Coordinate annotation records:
-=-=-

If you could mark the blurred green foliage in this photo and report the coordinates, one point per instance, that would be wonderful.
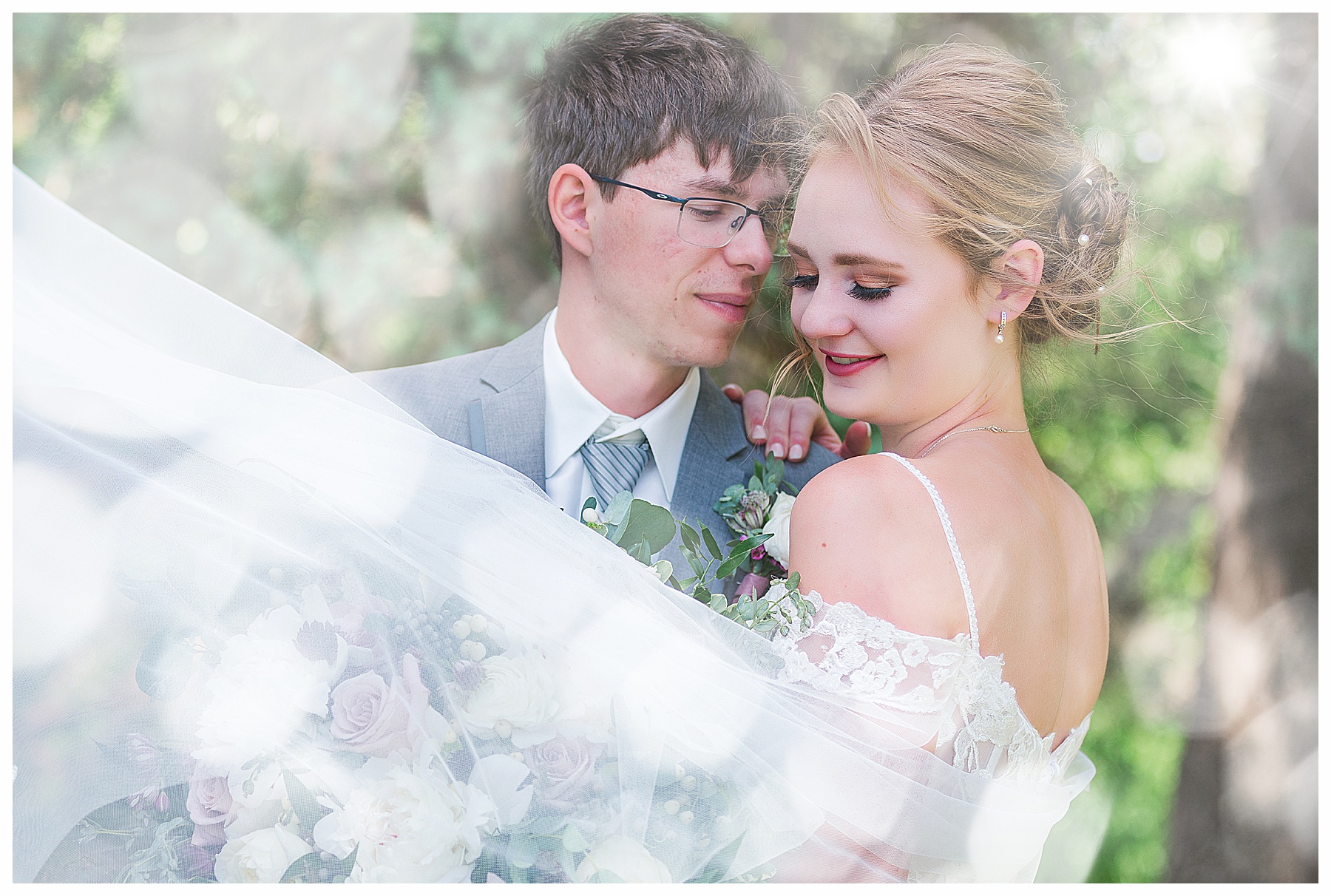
(1129, 425)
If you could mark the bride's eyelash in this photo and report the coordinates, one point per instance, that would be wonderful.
(870, 293)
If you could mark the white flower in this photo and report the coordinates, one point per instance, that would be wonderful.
(412, 823)
(519, 690)
(259, 858)
(626, 859)
(263, 691)
(779, 526)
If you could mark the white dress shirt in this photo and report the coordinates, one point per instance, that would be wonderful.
(572, 414)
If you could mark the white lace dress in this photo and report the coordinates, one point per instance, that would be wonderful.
(948, 683)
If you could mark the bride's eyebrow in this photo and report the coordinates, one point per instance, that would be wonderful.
(851, 260)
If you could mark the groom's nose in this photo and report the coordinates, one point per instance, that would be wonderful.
(748, 248)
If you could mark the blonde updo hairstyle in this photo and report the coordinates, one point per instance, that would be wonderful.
(984, 139)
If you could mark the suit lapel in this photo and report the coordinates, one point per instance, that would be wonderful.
(515, 413)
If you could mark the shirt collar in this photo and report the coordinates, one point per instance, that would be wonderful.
(572, 414)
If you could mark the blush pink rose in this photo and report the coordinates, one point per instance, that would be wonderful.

-=-=-

Direction: Edit the rows above so that every "in this photo" becomes "in this image", with nothing else changed. Leave the pictures out of your version.

In response:
If you could mark the blurred green foliage in this image and report the coordinates, one point per instance, that would be wonderful.
(1129, 425)
If you could mark the bride's eyelash in this image and report the coordinates, one point per instance, that would be wonderful.
(870, 293)
If you could mark the white flower in this image and report the coordinates, one point per instance, that would be wonderful.
(412, 823)
(519, 690)
(259, 858)
(626, 859)
(263, 691)
(779, 526)
If you could mark the white dress shirt in this image and report the coordinates, one point per instance, that would be wonderful.
(572, 414)
If you could mark the white lace dress in this image and report the coordinates, one point per instance, that would be wonderful.
(948, 683)
If you could mark the bride's eyebrow in this image and report the coordinates, one point per instance, that would be wonderful.
(851, 260)
If you could mark the groom's nose in this image and report the coordinates, one point per instance, that would be wonderful.
(748, 248)
If you could mark the blonde updo hairstyle in this image and report the coordinates, one point per instance, that would be wonderful.
(984, 139)
If you could mark the suit lapel in this image and report the coordinates, one point per instance, that would be wonderful.
(515, 413)
If you could mark the shirt collar in this image and report the coordinates, one point per instance, that would be wonderful.
(572, 414)
If you could mark the blush pink rose in this image and report the coordinates, one point per instance, that would be wonderful.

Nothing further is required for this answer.